──────── TEXT PROVIDED ────────

Some big moves again in East coast lamb and sheep yardings this week, heavily influenced by NSW flows, but for the most part prices around the country finished firmer. The headline, Eastern States Trade Lamb Indicator rising 1.3% to break back above 600¢ – although stronger gains were noted across other categories of lamb across the country.

Figure 1 highlights the sharp rebound in lamb throughput at East coast saleyards this week, with a gain of 74% to see just shy of 165,000 head of lamb exchanged. The rebound driven by a surge in lamb throughput in NSW which posted a whopping 108% increase in numbers on the week. It is reasonable to argue that the size of the NSW gain is a bit distorted as the previous week’s numbers were much lower than normal, however the 138,000 head of NSW lamb throughput this week is still 37% above the five-year average for this time of the year.

A similar, but opposite story for sheep yardings along the Eastern seaboard. Figure 2 demonstrates the 33% decline in sheep throughput on the week to see 41,000 head at the sale yard, to see it pretty much in line with longer term average levels. NSW again the driving force behind the lower sheep numbers with a 67% decline noted here this week, although the 33,000-odd head reported still 30% above the five-year average in NSW for this time of the season.

The volatile supply figures did little to dampen most lamb and sheep prices though, with national categories showing Restocker Lambs the only category to post a decline on the week – down 5.3% to $75 per head, dragged down by an 18% drop in WA Restockers. National Merino’s, this week’s winner with an 8.5% rise to 564¢/kg cwt – boosted by strong gains to Merino Lambs in Victoria and SA, up 20% and 16%, respectively. National mutton stronger this week too, up 5.4% to 431¢/kg cwt, as a rebound in Victorian and NSW mutton prices assist the national indicator.

The week ahead

A softer $A, now below 79US¢, flowing through to higher export demand a good sign for the weeks ahead as live export wether prices post a 10.8% gain on the week to close at $140 per head. In other weather news, forecast rainfall for the week ahead shows some good falls to lamb rearing regions of the nation, with NSW the only state to miss out on falls above 5mm. Despite the dry patches in NSW the rainfall to the rest of the country should continue to be broadly supportive of prices in the short term.

──────── DATA ENTRIES ────────

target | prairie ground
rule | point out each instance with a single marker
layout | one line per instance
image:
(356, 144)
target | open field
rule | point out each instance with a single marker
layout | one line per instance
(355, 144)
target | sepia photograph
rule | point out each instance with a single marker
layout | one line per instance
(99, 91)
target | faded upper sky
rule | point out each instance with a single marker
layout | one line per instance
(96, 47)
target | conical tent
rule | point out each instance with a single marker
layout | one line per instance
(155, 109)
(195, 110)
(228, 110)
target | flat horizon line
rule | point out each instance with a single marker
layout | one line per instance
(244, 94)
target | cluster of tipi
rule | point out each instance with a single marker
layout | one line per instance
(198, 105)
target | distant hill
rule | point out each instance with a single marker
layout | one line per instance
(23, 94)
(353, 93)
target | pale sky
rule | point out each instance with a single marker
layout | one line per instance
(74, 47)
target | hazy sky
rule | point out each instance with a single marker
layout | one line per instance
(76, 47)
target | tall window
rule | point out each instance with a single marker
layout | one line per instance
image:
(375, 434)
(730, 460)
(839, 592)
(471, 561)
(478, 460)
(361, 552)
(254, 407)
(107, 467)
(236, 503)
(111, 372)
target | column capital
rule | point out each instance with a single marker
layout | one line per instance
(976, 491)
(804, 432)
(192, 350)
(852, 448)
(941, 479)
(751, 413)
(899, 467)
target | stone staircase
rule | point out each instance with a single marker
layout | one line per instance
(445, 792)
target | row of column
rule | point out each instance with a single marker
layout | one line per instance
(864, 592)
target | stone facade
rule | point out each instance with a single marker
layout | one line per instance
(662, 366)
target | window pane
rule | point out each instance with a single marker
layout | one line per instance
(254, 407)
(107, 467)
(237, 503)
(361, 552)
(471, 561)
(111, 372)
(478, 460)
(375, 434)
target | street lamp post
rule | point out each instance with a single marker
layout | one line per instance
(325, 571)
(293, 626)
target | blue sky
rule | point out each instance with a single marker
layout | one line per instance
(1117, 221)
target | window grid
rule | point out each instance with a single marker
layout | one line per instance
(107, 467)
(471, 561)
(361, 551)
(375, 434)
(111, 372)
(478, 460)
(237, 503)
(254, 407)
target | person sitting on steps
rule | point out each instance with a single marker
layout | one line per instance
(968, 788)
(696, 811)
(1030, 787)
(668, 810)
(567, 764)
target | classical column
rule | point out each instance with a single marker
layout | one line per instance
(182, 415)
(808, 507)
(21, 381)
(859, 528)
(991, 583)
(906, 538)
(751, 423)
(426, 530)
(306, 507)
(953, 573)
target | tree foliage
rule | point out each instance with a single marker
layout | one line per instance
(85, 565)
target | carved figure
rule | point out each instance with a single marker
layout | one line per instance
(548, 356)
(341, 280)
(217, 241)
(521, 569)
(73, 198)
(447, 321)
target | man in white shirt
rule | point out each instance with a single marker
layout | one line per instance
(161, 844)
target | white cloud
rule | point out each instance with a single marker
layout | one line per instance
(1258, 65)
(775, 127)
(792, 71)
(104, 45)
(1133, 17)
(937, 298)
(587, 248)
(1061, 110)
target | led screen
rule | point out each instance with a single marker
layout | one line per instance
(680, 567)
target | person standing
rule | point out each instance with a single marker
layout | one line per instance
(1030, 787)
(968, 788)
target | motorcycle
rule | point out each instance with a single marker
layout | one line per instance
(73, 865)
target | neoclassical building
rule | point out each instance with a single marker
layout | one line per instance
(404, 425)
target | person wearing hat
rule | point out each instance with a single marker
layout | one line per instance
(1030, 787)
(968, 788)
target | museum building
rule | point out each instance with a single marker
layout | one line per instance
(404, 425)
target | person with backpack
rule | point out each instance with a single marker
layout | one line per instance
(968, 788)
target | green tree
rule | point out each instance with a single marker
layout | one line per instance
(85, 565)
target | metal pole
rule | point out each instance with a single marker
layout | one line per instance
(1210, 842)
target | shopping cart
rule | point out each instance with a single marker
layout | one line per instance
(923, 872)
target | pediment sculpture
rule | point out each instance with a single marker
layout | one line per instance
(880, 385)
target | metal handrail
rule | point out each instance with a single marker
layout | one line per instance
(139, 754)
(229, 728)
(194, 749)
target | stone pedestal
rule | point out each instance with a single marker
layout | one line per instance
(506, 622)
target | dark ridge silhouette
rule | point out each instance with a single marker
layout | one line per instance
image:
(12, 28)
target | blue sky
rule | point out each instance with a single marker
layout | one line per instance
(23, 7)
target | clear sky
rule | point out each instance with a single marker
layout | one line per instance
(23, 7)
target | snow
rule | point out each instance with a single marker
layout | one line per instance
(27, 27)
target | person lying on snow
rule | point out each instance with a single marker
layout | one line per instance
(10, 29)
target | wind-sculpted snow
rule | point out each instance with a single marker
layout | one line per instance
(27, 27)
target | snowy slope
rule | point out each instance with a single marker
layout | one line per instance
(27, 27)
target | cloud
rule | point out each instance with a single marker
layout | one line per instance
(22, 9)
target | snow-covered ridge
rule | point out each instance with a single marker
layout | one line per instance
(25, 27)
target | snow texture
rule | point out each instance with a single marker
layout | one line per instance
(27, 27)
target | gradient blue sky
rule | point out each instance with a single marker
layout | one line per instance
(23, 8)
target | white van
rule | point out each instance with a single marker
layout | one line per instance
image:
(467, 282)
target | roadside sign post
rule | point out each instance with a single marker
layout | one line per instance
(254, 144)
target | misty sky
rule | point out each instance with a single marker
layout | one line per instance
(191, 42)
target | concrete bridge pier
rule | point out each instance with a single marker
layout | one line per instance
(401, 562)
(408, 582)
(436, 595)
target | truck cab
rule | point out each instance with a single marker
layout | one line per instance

────────

** WRITTEN TASKS **
A) According to the lamb and sheep market report, by what percentage did NSW lamb throughput increase on the week?
B) Pick up the lamb and sheep market report after its final sentence and carry it forward.

** RESULTS OF THE EXERCISE **
A) 108%

B)
This was a good price in 2015

The slide in cattle prices continued this week, with more help from lower export prices, pushing the EYCI back to two year lows for this time of year. Rainfall across NSW and Victoria doesn’t seem to have helped the cause yet, as supply continues to outweigh demand.

After only recently falling below 2016 levels, the Eastern Young Cattle Indicator (EYCI) this week eased below 2015 levels. The two year low puts the EYCI a very large 134¢, or 19% below the levels of this time last year.

Obviously when the EYCI reached 560¢ back in July 2016, it was happy days for cattle producers. This year prices are still ok, but given they have fallen 14% in 12 weeks, at a time of year when they normally rise, has taken the market by surprise.

There was also some decent rainfall around this week, and for August to date (figure 2). This hasn’t at all translated into any demand, as young cattle prices continue to ease even though yardings haven’t been anything extraordinary.

The 90CL price continued to fall this week, losing a further 10¢ in AUD terms. This is no doubt helping to drag cattle prices lower, as it’s now also lost 14% in 12 weeks. Weakening demand for 90CL beef in the US is apparently the driver, with foodservice not doing so well.

Positives in the cattle market were hard to find this week. The National Heavy Steer Indicator gained 15¢ to move back to 521¢/kg cwt. This was despite the Queensland indicator sitting at 494¢, and there being no quote from any other state.

The week ahead

We are still waiting for cattle prices to find a floor after this very abnormal decline. It’s hard to know if the market will experience a normal spring decline from there, or whether there will be some rain and a subsequent price rise.

Despite the falls in the 90CL export price, there is a little room for upside, especially if the Aussie dollar does the right thing, and it rains.

Away we go, wool bounds out of the blocks

The three-week recess seemed to create pent up demand from the processors, with the larger offering and stronger A$ unable to dampen competition – the wool market had a good week. AWEX reported that buyers were bidding strongly from the outset to fill orders secured over the break.

As Mecardo reported in the last sale report prior to the market recess, demand is good and with growers seemingly selling as soon as wool hits the stores any improving demand will construe to create increased competition on the auction floor. This theme certainly continued this week.

The EMI rallied A$0.28, the WMI improved A$0.36 while in US$ terms the EMI increase of US$0.48 was significant.

While all MPG’s improved, it was the 19.5 MPG and broader that performed strongest including X Bred types. The 28 MPG is back above 800 cents for the first time in 12 months while it was September last year when the 30 MPG closed above the current 614 cents.

This strong auction market translated into strong bidding on the Wool Forward market with growers stepping in to secure good forward cover for the remainder of 2017, and trades secured into 2018.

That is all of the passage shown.